**Gestellte Aufgabe:**
Schreibe die Datensätze vom Anfang bis einschließlich der Zeile mit „215 46 L 237“ neu und setze dabei „outline“ anstelle von „segment“, alles andere bleibt unverändert. Die Bilder lässt du in der Antwort weg.

**Vorliegende Angaben:**
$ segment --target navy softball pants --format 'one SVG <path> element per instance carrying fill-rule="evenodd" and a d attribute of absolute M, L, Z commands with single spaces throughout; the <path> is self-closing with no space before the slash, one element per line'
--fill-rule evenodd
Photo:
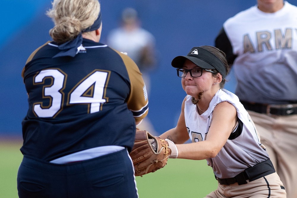
<path fill-rule="evenodd" d="M 138 197 L 126 149 L 58 164 L 24 156 L 18 174 L 20 198 Z"/>

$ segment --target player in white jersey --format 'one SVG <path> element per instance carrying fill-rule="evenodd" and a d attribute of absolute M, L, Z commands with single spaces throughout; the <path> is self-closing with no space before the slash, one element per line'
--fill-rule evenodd
<path fill-rule="evenodd" d="M 170 158 L 206 160 L 219 184 L 206 197 L 286 197 L 248 113 L 222 89 L 229 70 L 225 55 L 205 46 L 173 59 L 187 95 L 176 126 L 160 137 L 176 149 Z"/>
<path fill-rule="evenodd" d="M 215 46 L 237 81 L 288 198 L 297 197 L 297 7 L 258 0 L 224 23 Z"/>

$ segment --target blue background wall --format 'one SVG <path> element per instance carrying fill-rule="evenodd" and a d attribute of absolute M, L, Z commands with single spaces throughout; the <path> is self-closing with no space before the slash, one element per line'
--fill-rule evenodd
<path fill-rule="evenodd" d="M 224 22 L 252 6 L 256 0 L 101 0 L 104 42 L 117 27 L 121 11 L 127 7 L 138 12 L 143 27 L 155 36 L 159 56 L 151 74 L 148 117 L 161 133 L 175 126 L 185 96 L 172 59 L 193 47 L 213 45 Z M 289 0 L 297 5 L 296 0 Z M 21 76 L 31 53 L 48 40 L 53 26 L 45 13 L 49 0 L 2 0 L 0 7 L 0 136 L 21 135 L 21 122 L 27 110 L 27 96 Z M 255 22 L 255 23 L 256 22 Z M 231 72 L 225 88 L 234 92 Z"/>

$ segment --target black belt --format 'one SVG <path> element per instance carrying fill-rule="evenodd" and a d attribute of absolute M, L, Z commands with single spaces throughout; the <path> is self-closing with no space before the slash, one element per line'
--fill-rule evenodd
<path fill-rule="evenodd" d="M 249 168 L 232 178 L 221 179 L 214 176 L 219 183 L 222 185 L 230 185 L 237 182 L 238 185 L 247 183 L 247 180 L 252 181 L 275 172 L 275 170 L 270 159 L 262 161 Z"/>
<path fill-rule="evenodd" d="M 247 110 L 260 113 L 278 115 L 297 114 L 297 104 L 267 104 L 251 103 L 243 101 L 240 102 Z"/>

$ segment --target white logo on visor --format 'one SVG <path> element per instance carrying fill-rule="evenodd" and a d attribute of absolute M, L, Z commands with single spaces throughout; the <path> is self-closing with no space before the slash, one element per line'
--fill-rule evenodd
<path fill-rule="evenodd" d="M 198 50 L 196 49 L 194 51 L 192 52 L 192 53 L 191 53 L 191 54 L 198 54 Z"/>

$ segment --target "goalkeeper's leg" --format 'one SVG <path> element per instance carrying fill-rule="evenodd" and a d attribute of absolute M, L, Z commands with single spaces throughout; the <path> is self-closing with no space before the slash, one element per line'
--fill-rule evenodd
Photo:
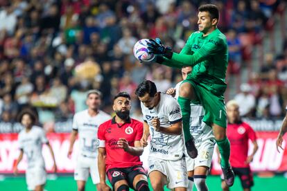
<path fill-rule="evenodd" d="M 194 145 L 194 139 L 191 136 L 189 124 L 191 118 L 191 101 L 195 98 L 193 87 L 189 82 L 183 82 L 180 88 L 180 96 L 178 103 L 180 105 L 182 113 L 182 125 L 184 134 L 185 145 L 187 154 L 192 158 L 198 156 L 198 150 Z"/>

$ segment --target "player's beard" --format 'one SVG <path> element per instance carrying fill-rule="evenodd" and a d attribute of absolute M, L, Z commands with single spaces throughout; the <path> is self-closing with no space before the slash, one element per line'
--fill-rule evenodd
<path fill-rule="evenodd" d="M 127 120 L 130 116 L 130 110 L 125 110 L 124 111 L 116 111 L 116 116 L 122 120 Z"/>

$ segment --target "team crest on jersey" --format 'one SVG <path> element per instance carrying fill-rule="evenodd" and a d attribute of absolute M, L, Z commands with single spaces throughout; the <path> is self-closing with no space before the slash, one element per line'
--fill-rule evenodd
<path fill-rule="evenodd" d="M 134 132 L 134 129 L 132 129 L 132 128 L 130 127 L 128 127 L 125 129 L 125 131 L 127 134 L 130 135 L 131 134 L 132 134 Z"/>
<path fill-rule="evenodd" d="M 245 132 L 245 128 L 244 128 L 242 126 L 240 126 L 239 128 L 237 129 L 237 132 L 238 134 L 240 134 L 241 135 L 242 135 L 243 134 L 244 134 Z"/>
<path fill-rule="evenodd" d="M 112 176 L 113 177 L 116 177 L 116 176 L 118 176 L 119 175 L 120 175 L 121 174 L 121 173 L 119 172 L 119 171 L 114 171 L 113 173 L 112 173 Z"/>

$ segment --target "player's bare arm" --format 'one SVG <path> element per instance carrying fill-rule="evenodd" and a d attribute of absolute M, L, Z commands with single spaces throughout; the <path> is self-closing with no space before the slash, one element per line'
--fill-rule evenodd
<path fill-rule="evenodd" d="M 54 162 L 54 165 L 53 165 L 52 171 L 54 173 L 55 173 L 55 172 L 57 172 L 57 165 L 56 165 L 56 163 L 55 163 L 54 152 L 53 151 L 53 148 L 51 146 L 50 143 L 48 143 L 46 145 L 47 145 L 47 146 L 49 147 L 49 149 L 50 151 L 51 156 L 52 156 L 53 161 Z"/>
<path fill-rule="evenodd" d="M 142 147 L 145 147 L 148 145 L 148 138 L 150 136 L 150 129 L 148 124 L 146 122 L 144 122 L 144 134 L 143 137 L 141 139 L 141 145 Z"/>
<path fill-rule="evenodd" d="M 70 136 L 70 147 L 69 147 L 69 151 L 68 151 L 69 158 L 71 158 L 71 155 L 73 152 L 73 144 L 75 143 L 76 139 L 77 138 L 77 135 L 78 135 L 78 131 L 73 129 L 73 131 L 71 133 L 71 136 Z"/>
<path fill-rule="evenodd" d="M 253 158 L 255 155 L 255 153 L 258 150 L 257 141 L 256 140 L 253 141 L 252 144 L 253 144 L 253 151 L 252 151 L 252 153 L 247 156 L 246 161 L 245 161 L 246 163 L 250 163 L 253 161 Z"/>
<path fill-rule="evenodd" d="M 105 148 L 98 149 L 98 167 L 100 175 L 100 186 L 102 190 L 110 190 L 110 188 L 105 183 L 105 158 L 107 153 Z"/>
<path fill-rule="evenodd" d="M 280 128 L 280 131 L 277 136 L 277 140 L 276 140 L 276 148 L 277 151 L 280 152 L 279 147 L 280 147 L 282 150 L 284 149 L 282 147 L 282 143 L 283 143 L 283 136 L 285 133 L 287 132 L 287 113 L 285 116 L 285 118 L 283 119 L 282 126 Z"/>
<path fill-rule="evenodd" d="M 179 121 L 172 124 L 169 127 L 166 128 L 160 126 L 158 118 L 155 118 L 151 121 L 155 130 L 168 135 L 180 135 L 182 132 L 182 122 Z"/>
<path fill-rule="evenodd" d="M 16 163 L 13 167 L 13 173 L 15 175 L 18 175 L 18 165 L 23 158 L 24 151 L 20 149 L 20 154 L 19 154 L 18 158 L 16 161 Z"/>

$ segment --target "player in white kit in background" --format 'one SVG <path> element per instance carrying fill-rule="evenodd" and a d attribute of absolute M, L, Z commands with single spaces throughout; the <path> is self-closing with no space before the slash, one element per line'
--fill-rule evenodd
<path fill-rule="evenodd" d="M 171 96 L 157 91 L 154 82 L 145 80 L 136 90 L 144 116 L 146 147 L 151 136 L 148 176 L 153 190 L 170 189 L 185 191 L 187 172 L 184 154 L 182 113 L 177 102 Z"/>
<path fill-rule="evenodd" d="M 191 70 L 191 66 L 182 67 L 183 80 L 186 78 Z M 182 82 L 182 81 L 177 83 L 175 88 L 168 89 L 166 93 L 177 99 Z M 193 183 L 198 191 L 208 190 L 205 180 L 211 165 L 216 142 L 212 128 L 202 121 L 205 113 L 205 109 L 199 102 L 191 103 L 190 131 L 194 138 L 198 156 L 193 159 L 186 154 L 185 159 L 189 176 L 188 190 L 192 190 Z"/>
<path fill-rule="evenodd" d="M 78 134 L 79 149 L 74 172 L 78 190 L 85 190 L 85 183 L 91 174 L 97 190 L 100 188 L 98 170 L 98 129 L 101 124 L 110 120 L 111 116 L 100 110 L 101 93 L 96 89 L 87 94 L 87 109 L 76 113 L 73 118 L 73 131 L 71 133 L 68 157 L 71 157 L 73 146 Z"/>
<path fill-rule="evenodd" d="M 28 190 L 42 191 L 46 183 L 45 163 L 42 155 L 43 144 L 46 144 L 52 156 L 54 165 L 53 171 L 57 170 L 54 153 L 49 143 L 45 132 L 42 127 L 35 125 L 37 121 L 35 113 L 33 111 L 25 109 L 20 112 L 19 120 L 24 126 L 18 136 L 20 154 L 14 166 L 14 174 L 18 174 L 18 164 L 22 160 L 25 154 L 27 160 L 27 169 L 26 170 L 26 181 Z"/>

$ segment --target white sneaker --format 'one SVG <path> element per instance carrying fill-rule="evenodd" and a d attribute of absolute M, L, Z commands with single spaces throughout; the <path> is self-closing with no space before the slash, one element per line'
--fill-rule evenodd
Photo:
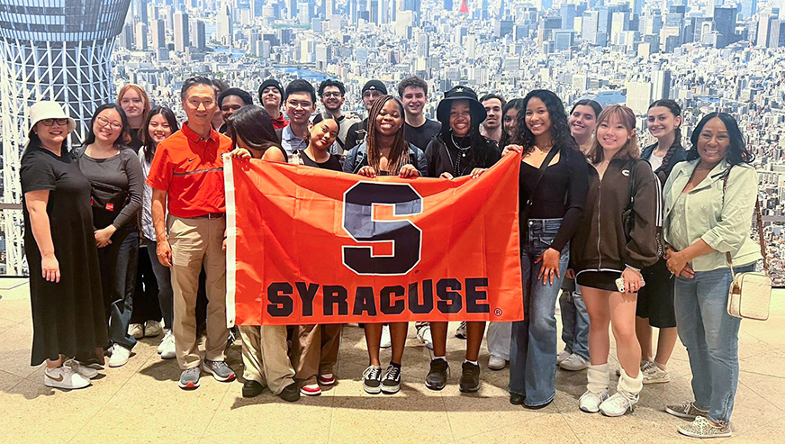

**Ergebnis folgt:**
$ outline --target navy softball pants --format 'one SVG <path> element per instance carrying fill-rule="evenodd" and a d attribute of absolute M, L, Z commands with single spaces throughout; the <path> is self-closing with no space before the slash, one element per line'
--fill-rule evenodd
Photo:
<path fill-rule="evenodd" d="M 138 197 L 126 149 L 58 164 L 24 156 L 18 174 L 20 198 Z"/>

$ outline --target player in white jersey --format 'one SVG <path> element per instance carrying fill-rule="evenodd" and a d attribute of absolute M, L, Z commands with single spaces throughout; the <path> is self-closing with no space before the slash, one element per line'
--fill-rule evenodd
<path fill-rule="evenodd" d="M 170 158 L 206 160 L 219 184 L 206 197 L 286 197 L 248 113 L 222 89 L 229 70 L 225 55 L 205 46 L 173 59 L 187 95 L 176 126 L 160 137 L 176 149 Z"/>
<path fill-rule="evenodd" d="M 215 46 L 237 81 L 288 198 L 297 197 L 297 7 L 258 0 L 224 23 Z"/>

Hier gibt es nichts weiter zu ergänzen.